## [Your task]
Could you transcribe the whole listing, keeping every line exactly the same?

## [Provided records]
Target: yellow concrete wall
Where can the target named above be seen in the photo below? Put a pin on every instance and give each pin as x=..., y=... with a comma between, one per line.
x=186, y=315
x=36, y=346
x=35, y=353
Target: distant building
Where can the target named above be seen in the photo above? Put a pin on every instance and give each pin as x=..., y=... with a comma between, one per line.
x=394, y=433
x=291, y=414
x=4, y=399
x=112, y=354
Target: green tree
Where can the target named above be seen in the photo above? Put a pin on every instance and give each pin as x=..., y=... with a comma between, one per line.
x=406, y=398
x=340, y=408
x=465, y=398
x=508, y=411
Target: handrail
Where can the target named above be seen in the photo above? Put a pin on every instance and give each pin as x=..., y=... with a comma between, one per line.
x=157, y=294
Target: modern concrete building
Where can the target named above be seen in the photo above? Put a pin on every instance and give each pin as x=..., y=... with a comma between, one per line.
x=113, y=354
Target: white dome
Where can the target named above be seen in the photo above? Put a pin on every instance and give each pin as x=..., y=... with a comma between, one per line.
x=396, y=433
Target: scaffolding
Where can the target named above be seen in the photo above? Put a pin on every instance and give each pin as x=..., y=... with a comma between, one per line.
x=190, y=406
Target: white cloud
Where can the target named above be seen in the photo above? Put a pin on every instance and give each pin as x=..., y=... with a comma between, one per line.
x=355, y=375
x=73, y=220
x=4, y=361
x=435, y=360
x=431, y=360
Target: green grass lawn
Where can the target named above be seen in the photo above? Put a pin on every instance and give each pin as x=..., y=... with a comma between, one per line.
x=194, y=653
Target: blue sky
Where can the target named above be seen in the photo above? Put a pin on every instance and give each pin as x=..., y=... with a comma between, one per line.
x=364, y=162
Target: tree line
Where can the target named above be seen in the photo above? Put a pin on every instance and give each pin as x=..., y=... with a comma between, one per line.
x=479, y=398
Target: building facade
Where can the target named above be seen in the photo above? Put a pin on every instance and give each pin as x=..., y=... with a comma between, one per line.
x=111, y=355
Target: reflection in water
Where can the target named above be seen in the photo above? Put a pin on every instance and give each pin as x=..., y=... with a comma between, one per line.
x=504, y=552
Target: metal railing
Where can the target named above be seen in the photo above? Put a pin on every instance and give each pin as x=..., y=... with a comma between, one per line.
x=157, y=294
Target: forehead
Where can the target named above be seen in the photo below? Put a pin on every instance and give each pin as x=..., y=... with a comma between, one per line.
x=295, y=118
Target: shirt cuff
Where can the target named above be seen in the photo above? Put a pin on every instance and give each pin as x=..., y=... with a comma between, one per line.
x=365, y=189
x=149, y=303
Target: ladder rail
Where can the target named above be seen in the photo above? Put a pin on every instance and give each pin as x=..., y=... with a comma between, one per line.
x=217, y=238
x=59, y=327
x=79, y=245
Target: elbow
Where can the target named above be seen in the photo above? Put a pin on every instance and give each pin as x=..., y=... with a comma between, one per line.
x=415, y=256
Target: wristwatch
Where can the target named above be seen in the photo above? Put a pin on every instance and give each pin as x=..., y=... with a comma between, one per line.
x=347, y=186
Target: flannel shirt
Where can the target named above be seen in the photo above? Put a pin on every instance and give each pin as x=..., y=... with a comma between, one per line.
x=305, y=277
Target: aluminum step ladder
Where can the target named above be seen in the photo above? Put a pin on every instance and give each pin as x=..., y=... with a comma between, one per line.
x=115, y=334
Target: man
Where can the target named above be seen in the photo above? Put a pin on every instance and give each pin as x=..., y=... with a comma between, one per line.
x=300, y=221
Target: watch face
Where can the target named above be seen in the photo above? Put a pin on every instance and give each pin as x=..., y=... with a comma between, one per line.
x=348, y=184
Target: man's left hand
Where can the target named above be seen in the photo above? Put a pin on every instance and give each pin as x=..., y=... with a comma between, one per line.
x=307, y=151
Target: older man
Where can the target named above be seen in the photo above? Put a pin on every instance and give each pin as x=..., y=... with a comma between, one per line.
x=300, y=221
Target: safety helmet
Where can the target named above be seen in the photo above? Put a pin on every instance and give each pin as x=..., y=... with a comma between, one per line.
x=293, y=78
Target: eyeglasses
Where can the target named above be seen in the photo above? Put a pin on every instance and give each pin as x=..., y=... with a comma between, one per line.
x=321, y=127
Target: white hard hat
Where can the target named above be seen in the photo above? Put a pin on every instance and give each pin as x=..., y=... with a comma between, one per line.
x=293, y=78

## [Exercise solution]
Target: yellow concrete wall
Where can the target named above be seen in the photo below? Put a pin on every instance and give each pin as x=..., y=... with a comma between, one per line.
x=186, y=315
x=36, y=346
x=35, y=353
Target: distant building
Where can the target named above be seen in the photo above? Put a pin on every instance and give each pin as x=..., y=... with a comma between, one per line.
x=394, y=433
x=291, y=414
x=4, y=399
x=112, y=354
Target: green tree
Where can the target named above be seen in the photo above? Put a pin on every instance and give each pin as x=..., y=... with a comma between, one per line.
x=406, y=398
x=340, y=408
x=465, y=398
x=508, y=411
Target: handrail
Where can the target named above be seen in the photo above? Put a pin on every instance and give each pin as x=..., y=... with a comma between, one per line.
x=157, y=294
Target: modern concrete building
Where can the target named above be seen in the photo above? Put a pin on every instance and give each pin as x=..., y=... with a comma between, one per line.
x=113, y=354
Target: white dome
Where can the target named above be seen in the photo above? Put a pin on every instance and give each pin as x=..., y=... with a comma between, one per line.
x=396, y=433
Target: scaffolding
Where can the target named above be seen in the photo above? Put a pin on every instance and give each pin as x=..., y=... with a comma between, one per line.
x=190, y=406
Target: white cloud
Where can the target named above be seen in the photo above? Put a pin on every instance and give each pin as x=..., y=... with a comma between, one per line.
x=355, y=375
x=73, y=220
x=4, y=361
x=435, y=360
x=431, y=360
Target: green grass lawn
Where can the target named above be seen in the photo above? Put a pin on every instance and give each pin as x=..., y=... with a comma between, one per line.
x=194, y=653
Target: blue sky
Where can the target named above be seen in the photo above? Put a pin on every instance and give each pin as x=..., y=... with a comma between, one per line.
x=364, y=162
Target: tree line
Where can the target named above be seen in the photo above? Put a pin on every instance and give each pin as x=..., y=... with a comma between, one per line.
x=479, y=398
Target: building facade
Where can the target named above be seen in the photo above? Put a pin on every instance and give each pin as x=..., y=... with a comma between, one per line.
x=111, y=355
Target: reflection in water
Where can the target named above be seen in the photo above? Put a pin on every instance and give each pin as x=..., y=... with a comma between, one per line.
x=504, y=552
Target: metal railing
Where can the target named above be seen in the photo above? Put a pin on every instance and give each pin as x=..., y=... with a comma between, one per line.
x=157, y=294
Target: forehead
Where can the target named above be seen in the photo below? Put a pin on every instance and give each pin as x=..., y=... with a comma between, one per line.
x=295, y=118
Target: shirt cuff
Where can the target named above be seen in the photo above? Put a pin on every instance and give each pin as x=..., y=... with a comma between, one per line.
x=365, y=189
x=149, y=303
Target: ladder rail
Where can the target named above be seen in the photo above? Put a pin on every instance and give each pin as x=..., y=... with a comma between, one per line.
x=217, y=238
x=59, y=327
x=79, y=245
Target: elbow
Where can the target named above be seen in the photo above? Put a pin on every instance and give each pin as x=..., y=... with a comma between, one per line.
x=415, y=256
Target: wristwatch
Where can the target named above be seen in the photo above? Put a pin on every instance and give each pin as x=..., y=... with a comma between, one per line.
x=347, y=186
Target: flannel shirt
Where can the target named above be seen in the photo above? Put a pin on every instance and give each pin as x=..., y=... with a comma between, one per line.
x=305, y=277
Target: aluminum step ladder
Where can the target named above be seen in the photo above? Put a pin on every instance and give each pin as x=..., y=... with a comma between, one per line.
x=115, y=334
Target: man
Where can the target named above be seen in the photo above? Put a pin on every instance and give each pin as x=..., y=... with a comma between, one per line.
x=300, y=221
Target: watch face
Where can the target named above be seen in the photo above? Put a pin on every instance and give each pin as x=..., y=... with a comma between, one per line.
x=348, y=184
Target: man's left hand
Where can the target named above be seen in the photo above? Put a pin on every instance and give each pin as x=..., y=... with a comma between, one per line.
x=307, y=151
Target: older man
Where can the target named above be seen in the photo above? Put a pin on every instance and give each pin as x=..., y=... with a comma between, one per line.
x=300, y=221
Target: safety helmet
Where can the target named above be seen in the photo above? Put a pin on every instance and give each pin as x=..., y=... with a comma between, one per line.
x=293, y=78
Target: eyeglasses
Where can the target named above be seen in the photo above? Put a pin on every instance and give each pin as x=..., y=... with a comma between, one per line.
x=321, y=127
Target: white hard hat
Where can the target named above be seen in the photo above? Put a pin on every instance and give each pin as x=..., y=... with a comma between, one per line.
x=293, y=78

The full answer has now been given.